== PASSAGE SHOWN ==
DNA testing and whole genome sequencing have become increasingly important tools in the arsenal of public health professionals. Specifically with regard to food- borne illness outbreaks, these techniques have been employed to successfully trace the sources of infection. Thus far, they have been used mostly in Salmonella outbreaks, but Jeremiah Johnson, assistant professor of microbiology, hopes to extend their capability to trace other bacteria.
“Something that’s actually starting to happen nationally, in terms of public health, is that they’re moving away from more archaic genomic analyses and actually mandating that all state public health departments start using whole genome sequencing,” he said.
This is where his team steps in. While many health departments are acquiring the equipment necessary to conduct this kind of sequencing, they are lacking the in-house expertise needed to conduct the work. Johnson’s team possesses the bioinformatics experience required to analyze the genomes of the subject bacteria—in this case, Campylobacter.
Campylobacter was recently identified by the CDC as a serious threat to public health, as it is becoming increasingly resistant to antibiotics. It also takes significantly less of the bacterium to make a person sick than other bacteria in the past.
“With Campylobacter, it only takes a few hundred bacterial cells to make a person sick,” said Johnson. Another hurdle with Campylobacter is how rapidly the bacteria mutate and evolve, making some older genomic techniques ineffective.
In the first year of support, Johnson’s team focused on acquiring Campylobacter samples from a variety of sources. The cooperative effort saw contributions from UT’s College of Veterinary Medicine and the US Food and Drug Administration. Team members also ventured out into other areas of East Tennessee to collect additional samples for sequencing.
“We’ve collected samples from area farmer’s markets and grocery stores. We’ve done local waterways, including the Tennessee River and the Hiwassee River. We’ve also done animals around here, like sheep, pigs, cows, and some birds,” said Johnson.
In the second year of the project, the team is hoping to establish proof of concept by running a transmission study with Johnson’s ORNL partner, computational biologist Dan Jacobson. The goal, based on a genomic sequencing conducted on the front end, is to see if the ORNL collaborators can identify the original strain of Campylobacter once it’s passed through this transmission study.

== GIVEN RECORDS ==
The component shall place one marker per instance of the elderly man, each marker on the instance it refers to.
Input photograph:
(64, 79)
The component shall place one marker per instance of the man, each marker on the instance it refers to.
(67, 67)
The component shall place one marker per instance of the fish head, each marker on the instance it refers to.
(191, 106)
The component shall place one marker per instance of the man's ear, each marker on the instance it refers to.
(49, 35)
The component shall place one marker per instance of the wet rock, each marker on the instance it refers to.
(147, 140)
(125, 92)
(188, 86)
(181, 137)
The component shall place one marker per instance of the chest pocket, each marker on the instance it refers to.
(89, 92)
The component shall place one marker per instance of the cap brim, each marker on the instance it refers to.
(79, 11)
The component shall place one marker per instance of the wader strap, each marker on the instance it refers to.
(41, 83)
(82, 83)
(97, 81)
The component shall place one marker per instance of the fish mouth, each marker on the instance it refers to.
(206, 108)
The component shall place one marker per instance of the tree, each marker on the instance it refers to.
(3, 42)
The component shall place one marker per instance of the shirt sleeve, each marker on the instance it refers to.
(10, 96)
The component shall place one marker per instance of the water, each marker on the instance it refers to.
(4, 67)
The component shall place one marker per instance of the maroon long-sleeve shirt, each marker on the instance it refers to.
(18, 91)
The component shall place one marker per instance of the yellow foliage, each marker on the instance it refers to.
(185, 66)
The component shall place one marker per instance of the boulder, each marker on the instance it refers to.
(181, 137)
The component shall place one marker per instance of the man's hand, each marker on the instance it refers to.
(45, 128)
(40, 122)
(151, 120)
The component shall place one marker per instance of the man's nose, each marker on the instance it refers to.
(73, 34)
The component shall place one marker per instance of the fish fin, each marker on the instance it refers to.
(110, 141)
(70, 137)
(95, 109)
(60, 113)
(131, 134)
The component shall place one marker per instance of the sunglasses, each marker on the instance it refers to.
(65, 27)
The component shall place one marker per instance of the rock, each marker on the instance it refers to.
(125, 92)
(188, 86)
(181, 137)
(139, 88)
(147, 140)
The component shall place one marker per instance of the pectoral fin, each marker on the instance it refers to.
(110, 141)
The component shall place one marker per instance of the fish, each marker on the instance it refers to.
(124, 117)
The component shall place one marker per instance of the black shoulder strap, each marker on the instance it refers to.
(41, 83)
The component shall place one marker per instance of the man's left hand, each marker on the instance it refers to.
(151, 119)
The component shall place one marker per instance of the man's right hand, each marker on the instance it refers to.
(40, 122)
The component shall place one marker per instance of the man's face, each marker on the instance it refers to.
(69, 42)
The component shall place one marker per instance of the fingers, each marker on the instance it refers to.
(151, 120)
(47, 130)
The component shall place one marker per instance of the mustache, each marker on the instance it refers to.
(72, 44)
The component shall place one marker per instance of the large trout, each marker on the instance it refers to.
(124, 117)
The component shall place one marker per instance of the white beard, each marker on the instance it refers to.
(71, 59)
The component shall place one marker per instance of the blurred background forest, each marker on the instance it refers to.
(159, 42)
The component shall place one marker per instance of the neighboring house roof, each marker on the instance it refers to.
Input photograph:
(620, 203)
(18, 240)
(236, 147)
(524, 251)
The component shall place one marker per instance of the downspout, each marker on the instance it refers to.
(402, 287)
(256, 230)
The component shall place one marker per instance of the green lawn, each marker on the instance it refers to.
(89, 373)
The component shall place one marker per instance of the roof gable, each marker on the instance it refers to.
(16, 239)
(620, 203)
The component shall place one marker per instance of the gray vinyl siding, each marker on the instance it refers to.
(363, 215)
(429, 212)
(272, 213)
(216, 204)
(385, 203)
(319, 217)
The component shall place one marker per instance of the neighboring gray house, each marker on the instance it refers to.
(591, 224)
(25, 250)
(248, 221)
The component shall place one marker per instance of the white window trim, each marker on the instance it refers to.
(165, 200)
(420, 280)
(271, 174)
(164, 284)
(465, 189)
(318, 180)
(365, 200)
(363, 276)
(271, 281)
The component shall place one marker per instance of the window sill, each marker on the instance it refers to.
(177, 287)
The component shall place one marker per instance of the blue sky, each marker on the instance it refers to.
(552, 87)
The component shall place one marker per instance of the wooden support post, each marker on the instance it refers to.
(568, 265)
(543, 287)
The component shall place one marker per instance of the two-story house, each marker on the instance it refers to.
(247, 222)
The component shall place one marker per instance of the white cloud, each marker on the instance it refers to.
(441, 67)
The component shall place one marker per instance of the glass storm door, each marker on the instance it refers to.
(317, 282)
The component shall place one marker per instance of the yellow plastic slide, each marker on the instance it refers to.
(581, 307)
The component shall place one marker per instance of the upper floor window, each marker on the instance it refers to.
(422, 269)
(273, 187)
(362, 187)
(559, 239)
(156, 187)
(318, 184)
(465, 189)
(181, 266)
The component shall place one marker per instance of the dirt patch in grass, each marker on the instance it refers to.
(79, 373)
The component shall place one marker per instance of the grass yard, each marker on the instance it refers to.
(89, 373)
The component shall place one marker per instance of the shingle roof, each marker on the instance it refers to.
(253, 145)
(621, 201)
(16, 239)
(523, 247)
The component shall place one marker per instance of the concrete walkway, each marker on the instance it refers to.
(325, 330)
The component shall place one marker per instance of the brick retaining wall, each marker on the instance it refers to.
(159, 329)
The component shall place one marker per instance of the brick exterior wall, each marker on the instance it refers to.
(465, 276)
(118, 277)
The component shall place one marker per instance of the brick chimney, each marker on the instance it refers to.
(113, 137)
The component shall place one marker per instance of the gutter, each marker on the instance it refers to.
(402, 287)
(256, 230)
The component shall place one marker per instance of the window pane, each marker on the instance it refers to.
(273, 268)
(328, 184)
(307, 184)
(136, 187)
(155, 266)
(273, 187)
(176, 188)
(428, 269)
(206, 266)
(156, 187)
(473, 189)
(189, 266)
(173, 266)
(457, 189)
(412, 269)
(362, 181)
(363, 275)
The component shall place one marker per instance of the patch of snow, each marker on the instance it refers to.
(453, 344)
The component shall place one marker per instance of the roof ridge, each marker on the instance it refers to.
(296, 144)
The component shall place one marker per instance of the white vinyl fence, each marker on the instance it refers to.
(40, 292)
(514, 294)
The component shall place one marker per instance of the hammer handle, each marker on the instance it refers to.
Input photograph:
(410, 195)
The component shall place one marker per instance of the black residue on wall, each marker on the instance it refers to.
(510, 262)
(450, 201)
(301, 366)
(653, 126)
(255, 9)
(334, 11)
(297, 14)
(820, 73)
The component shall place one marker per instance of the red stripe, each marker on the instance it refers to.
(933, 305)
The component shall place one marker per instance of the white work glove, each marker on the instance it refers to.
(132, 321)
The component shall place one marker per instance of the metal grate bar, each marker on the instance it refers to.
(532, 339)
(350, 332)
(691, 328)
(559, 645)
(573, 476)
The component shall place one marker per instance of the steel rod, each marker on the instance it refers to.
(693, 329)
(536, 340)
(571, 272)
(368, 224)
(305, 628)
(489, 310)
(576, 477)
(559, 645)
==
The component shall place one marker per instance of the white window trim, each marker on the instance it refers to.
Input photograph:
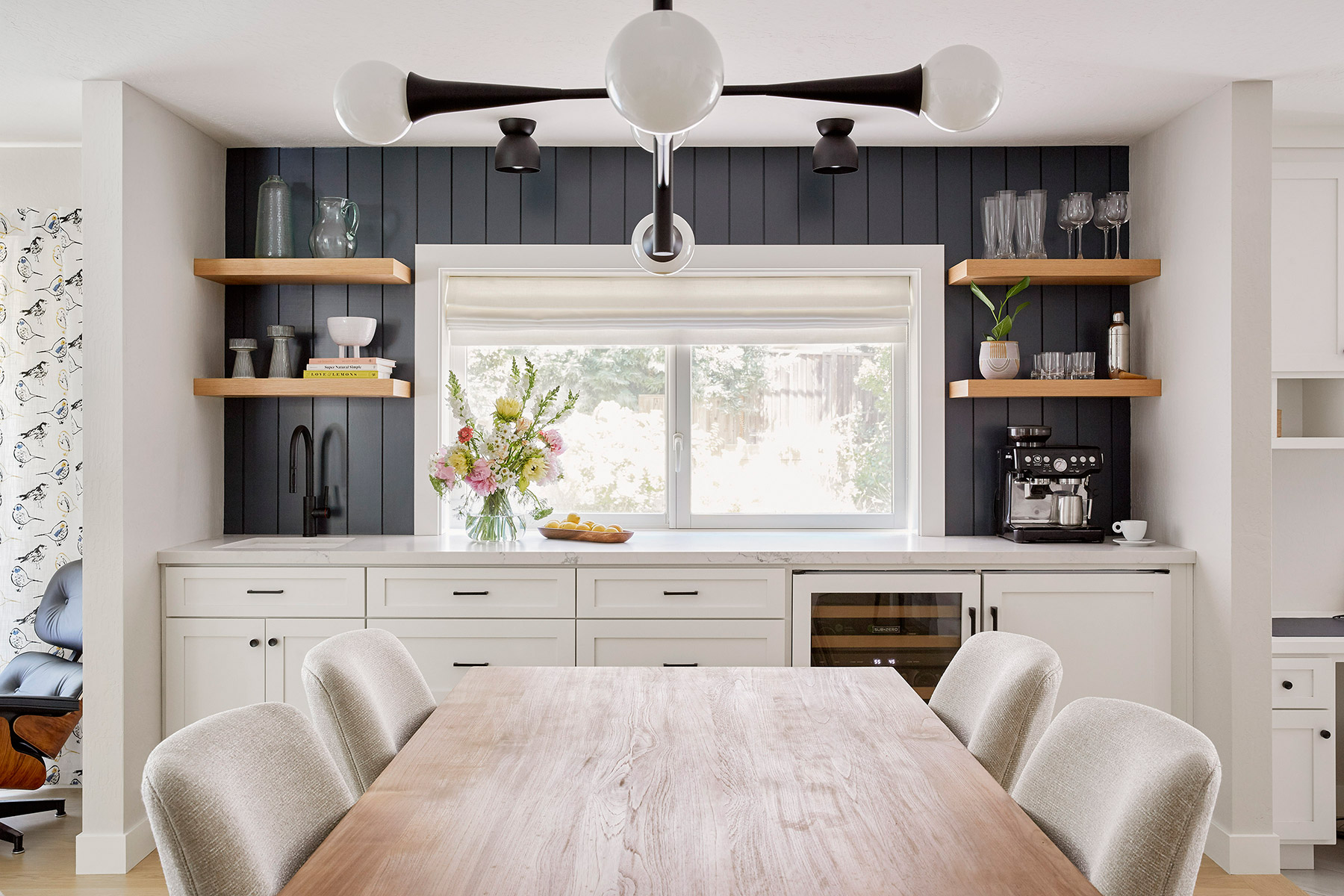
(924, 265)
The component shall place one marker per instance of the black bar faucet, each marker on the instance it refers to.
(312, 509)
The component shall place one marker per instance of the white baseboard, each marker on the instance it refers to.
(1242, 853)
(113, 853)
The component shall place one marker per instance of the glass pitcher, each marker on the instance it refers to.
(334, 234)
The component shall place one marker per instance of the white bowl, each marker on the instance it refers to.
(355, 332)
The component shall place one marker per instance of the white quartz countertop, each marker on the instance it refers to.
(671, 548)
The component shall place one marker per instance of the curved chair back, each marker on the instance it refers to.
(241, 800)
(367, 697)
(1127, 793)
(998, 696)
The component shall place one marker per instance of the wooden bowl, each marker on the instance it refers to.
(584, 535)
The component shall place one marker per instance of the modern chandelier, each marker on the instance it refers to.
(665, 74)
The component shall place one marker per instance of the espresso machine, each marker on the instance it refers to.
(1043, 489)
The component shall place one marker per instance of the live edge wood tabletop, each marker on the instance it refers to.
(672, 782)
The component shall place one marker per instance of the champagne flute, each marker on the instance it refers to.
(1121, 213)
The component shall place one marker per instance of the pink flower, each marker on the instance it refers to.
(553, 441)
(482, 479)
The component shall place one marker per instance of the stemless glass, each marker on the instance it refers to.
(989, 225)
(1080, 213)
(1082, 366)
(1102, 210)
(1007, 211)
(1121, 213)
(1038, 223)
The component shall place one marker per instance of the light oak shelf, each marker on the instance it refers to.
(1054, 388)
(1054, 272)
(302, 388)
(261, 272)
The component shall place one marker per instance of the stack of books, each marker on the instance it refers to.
==
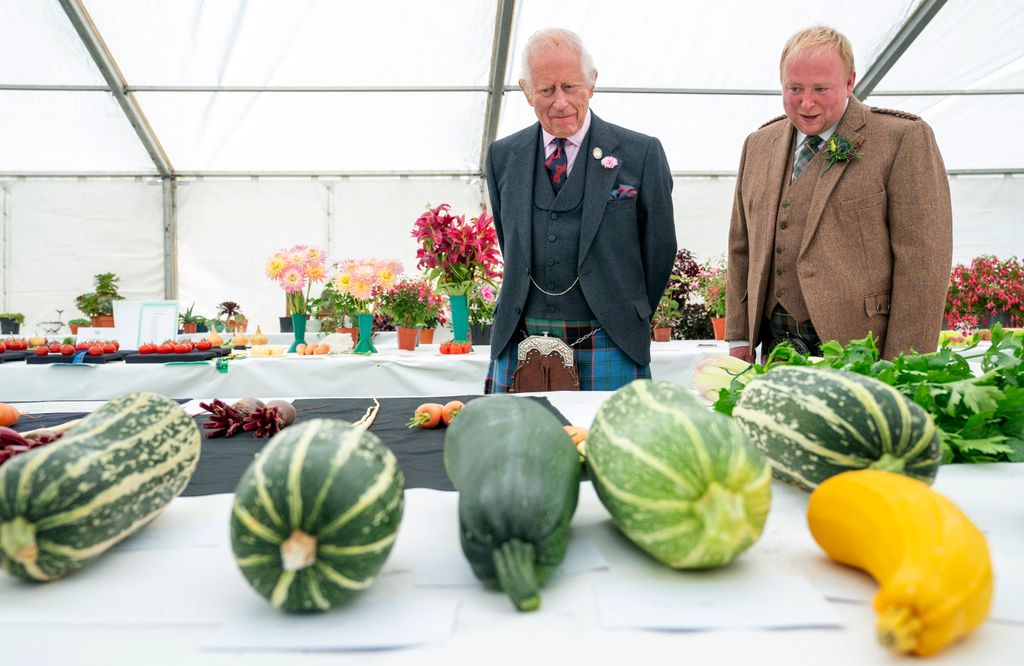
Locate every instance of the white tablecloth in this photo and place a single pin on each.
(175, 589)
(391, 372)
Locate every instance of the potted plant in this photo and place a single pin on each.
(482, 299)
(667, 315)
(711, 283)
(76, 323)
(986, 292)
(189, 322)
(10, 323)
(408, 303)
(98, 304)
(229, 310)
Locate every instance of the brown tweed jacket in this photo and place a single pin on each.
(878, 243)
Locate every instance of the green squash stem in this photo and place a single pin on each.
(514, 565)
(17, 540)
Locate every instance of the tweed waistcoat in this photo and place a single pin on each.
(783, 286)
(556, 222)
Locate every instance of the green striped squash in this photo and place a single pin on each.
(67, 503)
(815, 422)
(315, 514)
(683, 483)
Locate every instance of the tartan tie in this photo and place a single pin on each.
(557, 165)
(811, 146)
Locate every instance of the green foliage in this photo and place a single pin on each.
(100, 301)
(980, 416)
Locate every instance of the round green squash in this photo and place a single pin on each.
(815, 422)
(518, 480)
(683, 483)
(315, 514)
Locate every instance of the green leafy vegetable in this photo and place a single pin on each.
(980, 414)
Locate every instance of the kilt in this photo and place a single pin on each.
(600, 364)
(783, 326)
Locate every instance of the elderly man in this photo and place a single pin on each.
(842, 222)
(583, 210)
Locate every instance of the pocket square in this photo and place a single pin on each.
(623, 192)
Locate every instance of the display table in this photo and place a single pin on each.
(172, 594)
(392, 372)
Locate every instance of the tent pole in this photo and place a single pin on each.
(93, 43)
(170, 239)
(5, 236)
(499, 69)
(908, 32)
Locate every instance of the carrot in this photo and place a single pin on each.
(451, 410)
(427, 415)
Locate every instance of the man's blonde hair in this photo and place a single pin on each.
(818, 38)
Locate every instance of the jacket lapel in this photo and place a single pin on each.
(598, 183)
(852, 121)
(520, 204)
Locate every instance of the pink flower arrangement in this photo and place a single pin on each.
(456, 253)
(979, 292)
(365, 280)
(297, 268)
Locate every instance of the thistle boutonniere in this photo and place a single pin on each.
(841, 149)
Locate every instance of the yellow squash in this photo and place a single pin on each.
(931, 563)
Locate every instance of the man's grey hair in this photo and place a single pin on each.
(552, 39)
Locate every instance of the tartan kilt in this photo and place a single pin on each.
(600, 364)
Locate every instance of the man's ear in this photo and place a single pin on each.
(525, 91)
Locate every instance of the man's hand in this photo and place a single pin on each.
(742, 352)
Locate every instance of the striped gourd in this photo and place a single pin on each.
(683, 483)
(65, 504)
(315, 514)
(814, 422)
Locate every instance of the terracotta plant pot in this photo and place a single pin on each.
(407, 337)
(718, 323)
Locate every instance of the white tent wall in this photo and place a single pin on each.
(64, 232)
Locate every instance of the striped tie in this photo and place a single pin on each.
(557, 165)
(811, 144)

== WORK REQUEST 1 ==
Copy everything in the Campylobacter article from "This is where" down to "this case, Campylobacter.".
== WORK REQUEST 2 ==
In the Campylobacter article, which two rivers did the team take samples from?

== EXERCISE RESULT 1 ==
This is where his team steps in. While many health departments are acquiring the equipment necessary to conduct this kind of sequencing, they are lacking the in-house expertise needed to conduct the work. Johnson’s team possesses the bioinformatics experience required to analyze the genomes of the subject bacteria—in this case, Campylobacter.

== EXERCISE RESULT 2 ==
The Tennessee River and the Hiwassee River.